» **Задания к упражнению**:
(1) Выведите, пожалуйста, часть отрывка об Игоре-Северянине между словами «Давно и с опаской» и «и остается нераскрытым.», включая их.
(2) Продолжите отрывок об Игоре-Северянине, начав сразу после его последнего предложения.

Давно и с опаской подбирался я к Игорю-Северянину. Даже к Иосифу Бродскому и в жизни, и в литературе подойти было проще. А тут, казалось бы, такая вкусная конфета... или пустой фантик? Кто знает — содержимое спрятано, фантик так и остается нераскрытым.
Встретил у Маруси Климовой, нахальной и эпатажной вплоть до выбора псевдонима из блатной «Мурки», воспевание Игоря-Северянина:
«В сущности, во всей русской литературе был, видимо, только один по-настоящему идеальный поэт — Северянин. Во всяком случае, лично я не знаю литературоведов, которые бы занимались изучением его творчества. Наверняка такие есть, но я их не знаю, а значит, их, по крайней мере, не так много. Трудно сказать, что сделало Северянина неприступным для литературоведов, но это именно так: ему каким-то таинственным образом удалось оттолкнуть от себя большинство исследователей литературы. Поэтому, видимо, большинство его стихов и по сей день сохраняют свою первозданную свежесть и магию, даже слегка потрепанные от частых декламаций "Ананасы в шампанском"...
Когда я думаю про Северянина, я ухожу в себя, мне не хочется ни с кем говорить, а просто молча сидеть, уставив глаза в одну точку, задумчиво, забыв о том, что со стороны в такие моменты человек становится похож на идиота...»

(Записи указания на именованные объекты)

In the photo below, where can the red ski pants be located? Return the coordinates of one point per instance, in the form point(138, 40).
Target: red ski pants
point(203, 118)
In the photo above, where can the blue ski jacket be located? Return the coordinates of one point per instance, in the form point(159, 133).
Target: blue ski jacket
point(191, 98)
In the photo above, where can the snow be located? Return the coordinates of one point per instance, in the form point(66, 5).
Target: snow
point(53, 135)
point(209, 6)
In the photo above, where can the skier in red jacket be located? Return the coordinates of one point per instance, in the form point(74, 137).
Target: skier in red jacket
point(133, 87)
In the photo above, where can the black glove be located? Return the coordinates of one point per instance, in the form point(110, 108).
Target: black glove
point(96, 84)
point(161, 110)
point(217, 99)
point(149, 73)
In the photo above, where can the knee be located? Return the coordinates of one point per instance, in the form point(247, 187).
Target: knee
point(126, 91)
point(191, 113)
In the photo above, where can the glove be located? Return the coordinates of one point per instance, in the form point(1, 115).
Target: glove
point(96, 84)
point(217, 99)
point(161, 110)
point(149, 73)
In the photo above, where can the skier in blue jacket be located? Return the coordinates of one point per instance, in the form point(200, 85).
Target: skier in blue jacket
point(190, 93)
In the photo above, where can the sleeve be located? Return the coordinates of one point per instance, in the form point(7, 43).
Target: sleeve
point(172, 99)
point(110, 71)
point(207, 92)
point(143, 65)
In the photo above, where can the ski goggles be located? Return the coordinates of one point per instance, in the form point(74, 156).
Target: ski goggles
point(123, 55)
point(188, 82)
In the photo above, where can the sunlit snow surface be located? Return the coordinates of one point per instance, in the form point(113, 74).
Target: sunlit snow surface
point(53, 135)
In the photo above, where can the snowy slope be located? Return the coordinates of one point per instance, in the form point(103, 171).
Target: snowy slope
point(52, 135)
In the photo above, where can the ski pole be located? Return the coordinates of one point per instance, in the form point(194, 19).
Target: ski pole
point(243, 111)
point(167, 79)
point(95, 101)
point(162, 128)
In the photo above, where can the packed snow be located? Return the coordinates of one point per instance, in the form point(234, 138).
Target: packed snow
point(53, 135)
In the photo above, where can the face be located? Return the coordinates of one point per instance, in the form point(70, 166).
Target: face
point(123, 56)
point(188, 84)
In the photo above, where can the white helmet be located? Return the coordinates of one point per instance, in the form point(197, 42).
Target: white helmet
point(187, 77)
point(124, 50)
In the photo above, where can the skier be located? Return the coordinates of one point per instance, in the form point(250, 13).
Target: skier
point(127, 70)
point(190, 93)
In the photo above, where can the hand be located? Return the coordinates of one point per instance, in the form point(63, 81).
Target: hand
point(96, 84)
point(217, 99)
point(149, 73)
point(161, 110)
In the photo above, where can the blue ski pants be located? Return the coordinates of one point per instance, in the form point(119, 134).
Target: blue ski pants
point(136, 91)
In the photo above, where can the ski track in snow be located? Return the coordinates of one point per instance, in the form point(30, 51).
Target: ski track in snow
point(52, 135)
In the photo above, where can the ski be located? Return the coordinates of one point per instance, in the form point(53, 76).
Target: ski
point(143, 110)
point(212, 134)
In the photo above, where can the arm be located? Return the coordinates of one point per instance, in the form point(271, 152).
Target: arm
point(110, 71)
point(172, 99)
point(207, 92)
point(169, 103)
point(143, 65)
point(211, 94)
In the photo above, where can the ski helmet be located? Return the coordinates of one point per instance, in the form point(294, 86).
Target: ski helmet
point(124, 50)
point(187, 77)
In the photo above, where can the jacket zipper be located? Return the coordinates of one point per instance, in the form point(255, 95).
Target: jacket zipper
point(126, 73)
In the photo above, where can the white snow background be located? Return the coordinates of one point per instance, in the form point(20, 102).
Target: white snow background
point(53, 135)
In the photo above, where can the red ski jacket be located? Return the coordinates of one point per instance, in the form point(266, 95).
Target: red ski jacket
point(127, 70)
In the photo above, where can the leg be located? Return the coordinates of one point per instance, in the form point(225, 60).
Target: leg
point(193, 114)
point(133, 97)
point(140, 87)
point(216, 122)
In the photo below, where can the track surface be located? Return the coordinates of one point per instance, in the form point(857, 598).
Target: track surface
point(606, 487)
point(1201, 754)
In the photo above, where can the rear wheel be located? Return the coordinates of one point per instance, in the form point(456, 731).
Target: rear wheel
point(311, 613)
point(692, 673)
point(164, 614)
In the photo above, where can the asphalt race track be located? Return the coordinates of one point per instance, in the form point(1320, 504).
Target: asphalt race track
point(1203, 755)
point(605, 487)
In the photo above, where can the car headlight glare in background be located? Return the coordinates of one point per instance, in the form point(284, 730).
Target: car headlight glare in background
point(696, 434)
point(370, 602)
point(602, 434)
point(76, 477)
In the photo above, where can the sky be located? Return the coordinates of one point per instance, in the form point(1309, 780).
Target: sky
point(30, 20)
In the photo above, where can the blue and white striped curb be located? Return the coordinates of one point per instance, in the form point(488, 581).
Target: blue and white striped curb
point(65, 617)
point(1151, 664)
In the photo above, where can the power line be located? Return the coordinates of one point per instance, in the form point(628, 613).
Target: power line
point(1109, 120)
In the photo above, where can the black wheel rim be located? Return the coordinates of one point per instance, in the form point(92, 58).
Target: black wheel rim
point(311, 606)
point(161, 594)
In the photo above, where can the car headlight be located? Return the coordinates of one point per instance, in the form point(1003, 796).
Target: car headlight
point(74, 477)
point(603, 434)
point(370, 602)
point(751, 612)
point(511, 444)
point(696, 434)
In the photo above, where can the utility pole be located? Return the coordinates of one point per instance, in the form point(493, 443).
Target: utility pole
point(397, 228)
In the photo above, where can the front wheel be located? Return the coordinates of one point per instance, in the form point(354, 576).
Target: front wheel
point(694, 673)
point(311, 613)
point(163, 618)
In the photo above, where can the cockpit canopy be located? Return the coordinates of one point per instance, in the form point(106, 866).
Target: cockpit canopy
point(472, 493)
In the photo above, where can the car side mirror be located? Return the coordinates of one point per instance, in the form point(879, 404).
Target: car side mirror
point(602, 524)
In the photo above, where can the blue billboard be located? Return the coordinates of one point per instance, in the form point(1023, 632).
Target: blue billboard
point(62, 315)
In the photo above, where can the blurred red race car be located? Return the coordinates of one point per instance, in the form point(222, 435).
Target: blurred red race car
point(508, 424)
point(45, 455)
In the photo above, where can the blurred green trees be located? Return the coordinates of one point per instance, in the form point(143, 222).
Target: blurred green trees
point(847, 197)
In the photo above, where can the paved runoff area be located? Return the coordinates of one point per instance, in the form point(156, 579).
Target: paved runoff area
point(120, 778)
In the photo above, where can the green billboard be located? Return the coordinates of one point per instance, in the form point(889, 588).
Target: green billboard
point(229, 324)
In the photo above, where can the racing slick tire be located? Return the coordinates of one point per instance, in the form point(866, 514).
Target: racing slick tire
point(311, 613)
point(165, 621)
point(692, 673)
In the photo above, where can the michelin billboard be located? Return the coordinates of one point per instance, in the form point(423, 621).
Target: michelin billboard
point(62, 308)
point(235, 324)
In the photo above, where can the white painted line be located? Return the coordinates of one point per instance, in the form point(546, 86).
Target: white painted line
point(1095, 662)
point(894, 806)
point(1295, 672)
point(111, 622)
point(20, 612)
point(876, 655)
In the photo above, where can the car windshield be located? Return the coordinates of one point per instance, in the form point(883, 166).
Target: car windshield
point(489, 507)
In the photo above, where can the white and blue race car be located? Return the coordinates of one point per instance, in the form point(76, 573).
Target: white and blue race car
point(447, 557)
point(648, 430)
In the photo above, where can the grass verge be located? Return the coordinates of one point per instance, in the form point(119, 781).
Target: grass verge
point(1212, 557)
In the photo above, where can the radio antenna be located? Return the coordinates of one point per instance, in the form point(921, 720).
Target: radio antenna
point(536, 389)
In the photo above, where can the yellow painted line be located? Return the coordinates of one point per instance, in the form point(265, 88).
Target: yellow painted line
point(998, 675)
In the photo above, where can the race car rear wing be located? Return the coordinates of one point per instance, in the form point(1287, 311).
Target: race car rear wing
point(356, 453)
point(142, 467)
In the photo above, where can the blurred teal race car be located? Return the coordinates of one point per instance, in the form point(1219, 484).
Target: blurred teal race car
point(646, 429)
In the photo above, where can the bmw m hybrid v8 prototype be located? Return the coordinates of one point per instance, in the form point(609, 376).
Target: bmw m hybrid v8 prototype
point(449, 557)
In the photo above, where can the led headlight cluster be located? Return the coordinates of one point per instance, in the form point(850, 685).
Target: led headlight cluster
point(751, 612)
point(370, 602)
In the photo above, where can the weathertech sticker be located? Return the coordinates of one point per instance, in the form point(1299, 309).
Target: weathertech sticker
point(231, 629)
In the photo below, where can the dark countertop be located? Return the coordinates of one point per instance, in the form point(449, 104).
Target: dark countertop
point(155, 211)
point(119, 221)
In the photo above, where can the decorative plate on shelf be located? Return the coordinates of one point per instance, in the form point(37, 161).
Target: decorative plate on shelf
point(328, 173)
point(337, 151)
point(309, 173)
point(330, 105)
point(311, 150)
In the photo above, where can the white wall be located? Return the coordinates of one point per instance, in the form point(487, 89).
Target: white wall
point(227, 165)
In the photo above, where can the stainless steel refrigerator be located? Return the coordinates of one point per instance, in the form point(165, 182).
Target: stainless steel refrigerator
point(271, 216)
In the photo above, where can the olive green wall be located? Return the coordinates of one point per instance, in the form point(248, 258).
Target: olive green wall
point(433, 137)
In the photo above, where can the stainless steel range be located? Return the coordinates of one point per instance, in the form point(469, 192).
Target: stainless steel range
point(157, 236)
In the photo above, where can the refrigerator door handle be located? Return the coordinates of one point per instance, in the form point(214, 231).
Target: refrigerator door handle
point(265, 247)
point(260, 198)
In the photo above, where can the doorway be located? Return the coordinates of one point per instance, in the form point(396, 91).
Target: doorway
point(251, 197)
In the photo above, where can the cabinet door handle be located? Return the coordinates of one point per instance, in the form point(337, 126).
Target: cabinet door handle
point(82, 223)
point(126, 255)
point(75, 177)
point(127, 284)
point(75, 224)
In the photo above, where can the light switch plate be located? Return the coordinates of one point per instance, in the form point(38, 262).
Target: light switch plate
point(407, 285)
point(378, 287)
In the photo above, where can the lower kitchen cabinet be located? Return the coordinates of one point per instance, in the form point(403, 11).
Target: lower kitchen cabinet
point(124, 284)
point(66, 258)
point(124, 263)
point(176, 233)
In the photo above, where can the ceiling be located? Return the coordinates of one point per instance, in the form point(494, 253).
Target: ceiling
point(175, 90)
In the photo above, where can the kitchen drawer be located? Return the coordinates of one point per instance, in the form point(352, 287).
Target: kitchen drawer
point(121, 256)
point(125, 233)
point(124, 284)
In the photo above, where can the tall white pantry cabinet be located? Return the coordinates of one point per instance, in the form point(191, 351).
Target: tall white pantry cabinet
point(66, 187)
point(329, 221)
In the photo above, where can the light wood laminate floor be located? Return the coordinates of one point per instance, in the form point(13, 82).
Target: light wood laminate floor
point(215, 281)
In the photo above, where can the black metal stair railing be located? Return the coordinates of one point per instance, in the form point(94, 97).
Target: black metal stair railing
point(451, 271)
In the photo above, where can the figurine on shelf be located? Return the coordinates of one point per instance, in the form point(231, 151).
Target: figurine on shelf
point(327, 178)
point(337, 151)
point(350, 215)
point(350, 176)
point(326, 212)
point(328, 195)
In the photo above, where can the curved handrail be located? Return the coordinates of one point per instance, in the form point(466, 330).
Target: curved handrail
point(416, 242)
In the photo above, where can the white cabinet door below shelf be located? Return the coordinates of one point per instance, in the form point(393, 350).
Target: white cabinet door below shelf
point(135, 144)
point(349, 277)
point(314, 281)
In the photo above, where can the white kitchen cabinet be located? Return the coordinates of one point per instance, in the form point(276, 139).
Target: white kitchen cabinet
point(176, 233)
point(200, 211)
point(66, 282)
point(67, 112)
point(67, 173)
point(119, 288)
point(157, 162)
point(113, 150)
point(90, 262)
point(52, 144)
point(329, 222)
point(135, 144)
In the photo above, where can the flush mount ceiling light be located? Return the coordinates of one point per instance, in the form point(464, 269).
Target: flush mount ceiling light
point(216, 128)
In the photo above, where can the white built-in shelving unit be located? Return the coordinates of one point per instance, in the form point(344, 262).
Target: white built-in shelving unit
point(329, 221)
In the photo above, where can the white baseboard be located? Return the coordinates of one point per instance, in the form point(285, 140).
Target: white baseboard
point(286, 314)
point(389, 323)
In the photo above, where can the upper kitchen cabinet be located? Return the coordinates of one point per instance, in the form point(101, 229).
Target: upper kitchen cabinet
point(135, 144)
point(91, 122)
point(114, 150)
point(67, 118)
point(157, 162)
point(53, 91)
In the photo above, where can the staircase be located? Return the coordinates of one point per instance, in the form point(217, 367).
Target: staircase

» **Ответы по заданиям**:
(1)
Давно и с опаской подбирался я к Игорю-Северянину. Даже к Иосифу Бродскому и в жизни, и в литературе подойти было проще. А тут, казалось бы, такая вкусная конфета... или пустой фантик? Кто знает — содержимое спрятано, фантик так и остается нераскрытым.

(2)
Готов согласиться. И в самом деле, все знатоки поэта, все его дотошные исследователи — от Бориса Подберезина, военного инженера из Риги, до бывшего следователя Михаила Петрова, от Юрия Шумакова до Михаила Шаповалова не литературоведы.
Чем-то поэт Игорь-Северянин и впрямь чистых литературоведов отпугивает. Хотя вышла уже в рамках академической программы и «научная биография Игоря Северянина», названная по-северянински «За струнной изгородью лиры». Ее авторы Вера Терехина и Наталья Шубникова-Гусева преодолели северянинскую неприступность. Но пока лидируют все же неистовые и дотошные любители.
Это тема отдельного исследования: почему Игорь-Северянин почти не интересует литературоведов. Ведь, по сути, моя книга о нем — первая попытка развернутого жизнеописания поэта. В книге непривычно много цитат. Из-за нехватки научных исследований я часто обращаюсь к трудам любителей-энтузиастов. Пусть простят меня те немногие, о ком я забыл. Все они погружаются в жизнь и творчество Северянина бескорыстно, вне академических программ и грантов. Часто они не могут договориться друг с другом. Я оставляю в стороне их споры и с радостью цитирую и Шумакова, и Шаповалова, и Городницкого, и Марусю Климову, и, на мой взгляд, главного знатока жизни и творчества поэта Михаила Петрова. Надеюсь, после выхода этой книги интерес к Игорю-Северянину возрастет, появятся более полные и серьезные биографии.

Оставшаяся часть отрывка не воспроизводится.